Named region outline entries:
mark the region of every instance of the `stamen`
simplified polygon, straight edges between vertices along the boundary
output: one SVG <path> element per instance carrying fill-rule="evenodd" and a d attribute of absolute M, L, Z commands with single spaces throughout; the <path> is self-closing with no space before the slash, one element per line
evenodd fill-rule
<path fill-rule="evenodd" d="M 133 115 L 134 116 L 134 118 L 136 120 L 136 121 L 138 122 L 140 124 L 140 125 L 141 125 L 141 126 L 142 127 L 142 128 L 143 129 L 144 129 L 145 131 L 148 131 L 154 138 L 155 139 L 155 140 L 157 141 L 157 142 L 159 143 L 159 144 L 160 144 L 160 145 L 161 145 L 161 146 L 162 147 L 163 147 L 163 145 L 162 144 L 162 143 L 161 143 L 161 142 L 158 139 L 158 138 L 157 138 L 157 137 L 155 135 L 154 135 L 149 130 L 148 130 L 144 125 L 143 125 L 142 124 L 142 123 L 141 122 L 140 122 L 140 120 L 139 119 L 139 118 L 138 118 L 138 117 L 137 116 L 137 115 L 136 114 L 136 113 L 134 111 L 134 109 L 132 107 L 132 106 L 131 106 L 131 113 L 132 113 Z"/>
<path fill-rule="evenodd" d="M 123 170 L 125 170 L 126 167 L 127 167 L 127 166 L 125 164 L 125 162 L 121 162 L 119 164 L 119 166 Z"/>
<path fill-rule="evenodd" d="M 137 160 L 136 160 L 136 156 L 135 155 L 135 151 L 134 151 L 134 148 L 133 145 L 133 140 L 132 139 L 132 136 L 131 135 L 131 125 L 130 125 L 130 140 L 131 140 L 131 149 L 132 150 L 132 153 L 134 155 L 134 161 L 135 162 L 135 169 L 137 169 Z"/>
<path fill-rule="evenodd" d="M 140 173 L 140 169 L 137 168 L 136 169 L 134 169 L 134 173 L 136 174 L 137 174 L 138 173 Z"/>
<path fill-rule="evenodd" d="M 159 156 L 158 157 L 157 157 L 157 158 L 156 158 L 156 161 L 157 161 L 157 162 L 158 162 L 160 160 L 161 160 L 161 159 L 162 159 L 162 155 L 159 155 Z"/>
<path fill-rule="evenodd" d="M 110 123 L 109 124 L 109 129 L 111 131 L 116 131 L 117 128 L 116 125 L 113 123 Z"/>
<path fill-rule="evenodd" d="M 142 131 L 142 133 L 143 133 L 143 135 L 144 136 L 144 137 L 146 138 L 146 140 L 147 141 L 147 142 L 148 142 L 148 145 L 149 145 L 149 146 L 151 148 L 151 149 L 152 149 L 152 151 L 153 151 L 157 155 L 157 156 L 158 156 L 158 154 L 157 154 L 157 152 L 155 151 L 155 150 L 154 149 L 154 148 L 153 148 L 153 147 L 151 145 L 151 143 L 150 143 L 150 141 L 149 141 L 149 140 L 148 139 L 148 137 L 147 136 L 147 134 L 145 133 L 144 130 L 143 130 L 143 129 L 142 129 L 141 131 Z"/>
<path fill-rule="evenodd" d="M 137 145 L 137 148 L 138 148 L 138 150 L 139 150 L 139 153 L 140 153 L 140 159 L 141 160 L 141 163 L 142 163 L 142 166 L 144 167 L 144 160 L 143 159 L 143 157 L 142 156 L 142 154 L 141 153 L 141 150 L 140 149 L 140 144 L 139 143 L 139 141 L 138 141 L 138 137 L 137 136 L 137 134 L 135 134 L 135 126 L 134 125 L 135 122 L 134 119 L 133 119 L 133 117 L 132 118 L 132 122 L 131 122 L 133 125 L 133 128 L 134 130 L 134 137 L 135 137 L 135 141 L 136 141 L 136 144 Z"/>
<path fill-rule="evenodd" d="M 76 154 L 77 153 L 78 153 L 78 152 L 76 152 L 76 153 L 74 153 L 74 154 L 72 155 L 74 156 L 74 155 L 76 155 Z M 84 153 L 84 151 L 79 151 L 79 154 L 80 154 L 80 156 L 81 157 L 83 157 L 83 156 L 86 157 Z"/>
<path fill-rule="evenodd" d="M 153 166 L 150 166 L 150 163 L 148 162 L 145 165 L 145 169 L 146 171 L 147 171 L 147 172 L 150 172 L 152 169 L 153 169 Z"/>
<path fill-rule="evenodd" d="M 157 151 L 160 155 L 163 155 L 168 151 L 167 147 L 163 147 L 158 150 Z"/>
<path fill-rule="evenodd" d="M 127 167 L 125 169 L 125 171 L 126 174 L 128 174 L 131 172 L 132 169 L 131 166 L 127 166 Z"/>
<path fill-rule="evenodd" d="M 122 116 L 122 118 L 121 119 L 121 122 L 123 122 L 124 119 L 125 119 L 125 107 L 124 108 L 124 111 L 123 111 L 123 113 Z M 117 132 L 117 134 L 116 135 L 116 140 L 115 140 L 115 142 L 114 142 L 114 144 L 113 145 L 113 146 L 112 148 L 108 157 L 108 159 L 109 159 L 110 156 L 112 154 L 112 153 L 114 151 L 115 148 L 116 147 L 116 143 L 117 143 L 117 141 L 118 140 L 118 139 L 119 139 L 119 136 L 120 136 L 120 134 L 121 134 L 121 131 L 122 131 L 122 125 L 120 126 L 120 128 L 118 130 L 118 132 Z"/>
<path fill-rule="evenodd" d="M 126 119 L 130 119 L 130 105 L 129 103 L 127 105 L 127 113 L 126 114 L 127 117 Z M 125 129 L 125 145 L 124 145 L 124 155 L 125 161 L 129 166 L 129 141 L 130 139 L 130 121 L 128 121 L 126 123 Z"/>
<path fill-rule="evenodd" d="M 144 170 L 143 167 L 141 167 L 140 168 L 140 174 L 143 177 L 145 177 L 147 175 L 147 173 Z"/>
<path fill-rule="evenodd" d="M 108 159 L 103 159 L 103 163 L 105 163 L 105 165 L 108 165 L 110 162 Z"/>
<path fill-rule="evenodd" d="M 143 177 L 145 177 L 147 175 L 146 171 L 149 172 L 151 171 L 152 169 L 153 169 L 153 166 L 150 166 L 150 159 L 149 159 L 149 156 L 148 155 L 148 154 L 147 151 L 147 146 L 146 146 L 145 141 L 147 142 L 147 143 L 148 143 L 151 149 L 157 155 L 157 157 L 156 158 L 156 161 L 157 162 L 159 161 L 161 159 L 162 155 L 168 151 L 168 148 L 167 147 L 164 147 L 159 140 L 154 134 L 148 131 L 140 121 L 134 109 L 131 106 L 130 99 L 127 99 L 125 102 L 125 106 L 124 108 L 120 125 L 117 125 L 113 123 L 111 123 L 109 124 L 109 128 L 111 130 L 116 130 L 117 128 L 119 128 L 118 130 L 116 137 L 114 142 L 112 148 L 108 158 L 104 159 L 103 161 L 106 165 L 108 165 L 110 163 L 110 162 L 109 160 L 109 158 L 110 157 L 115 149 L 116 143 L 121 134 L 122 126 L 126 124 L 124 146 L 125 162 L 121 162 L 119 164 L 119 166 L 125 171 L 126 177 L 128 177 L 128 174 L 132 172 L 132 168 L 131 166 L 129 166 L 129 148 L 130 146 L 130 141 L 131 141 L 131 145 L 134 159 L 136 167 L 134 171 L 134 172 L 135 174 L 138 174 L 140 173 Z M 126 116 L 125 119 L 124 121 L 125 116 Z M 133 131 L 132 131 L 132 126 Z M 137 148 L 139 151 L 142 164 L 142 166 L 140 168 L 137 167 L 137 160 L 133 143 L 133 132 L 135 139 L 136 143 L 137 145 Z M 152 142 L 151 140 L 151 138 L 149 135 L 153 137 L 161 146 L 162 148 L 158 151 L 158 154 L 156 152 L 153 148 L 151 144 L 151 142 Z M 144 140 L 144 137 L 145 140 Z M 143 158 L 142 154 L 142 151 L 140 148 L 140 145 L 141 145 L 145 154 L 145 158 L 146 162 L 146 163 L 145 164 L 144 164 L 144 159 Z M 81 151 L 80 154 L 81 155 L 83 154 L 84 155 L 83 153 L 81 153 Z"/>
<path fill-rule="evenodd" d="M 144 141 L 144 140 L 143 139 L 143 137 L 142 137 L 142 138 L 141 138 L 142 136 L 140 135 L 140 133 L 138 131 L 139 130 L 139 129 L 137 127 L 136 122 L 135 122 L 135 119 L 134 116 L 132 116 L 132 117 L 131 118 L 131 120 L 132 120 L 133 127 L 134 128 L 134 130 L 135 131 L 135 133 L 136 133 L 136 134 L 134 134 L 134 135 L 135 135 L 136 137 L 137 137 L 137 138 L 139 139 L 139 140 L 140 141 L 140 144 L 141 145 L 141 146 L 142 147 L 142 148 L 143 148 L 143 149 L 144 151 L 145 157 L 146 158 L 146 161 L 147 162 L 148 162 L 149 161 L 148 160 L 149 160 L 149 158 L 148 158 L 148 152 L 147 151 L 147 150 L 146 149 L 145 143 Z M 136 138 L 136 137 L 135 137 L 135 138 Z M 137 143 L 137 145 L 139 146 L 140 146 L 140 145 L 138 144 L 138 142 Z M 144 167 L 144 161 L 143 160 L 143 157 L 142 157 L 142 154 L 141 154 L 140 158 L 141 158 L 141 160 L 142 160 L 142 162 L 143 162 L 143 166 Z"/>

Task details.
Edit the lines running from the start of the entries through the line containing "simplified polygon, straight" so that "stamen" becomes "pistil". Give back only those lines, with nothing else changed.

Solution below.
mark the region of every instance of the `pistil`
simplified polygon, straight edges between vertices along the boundary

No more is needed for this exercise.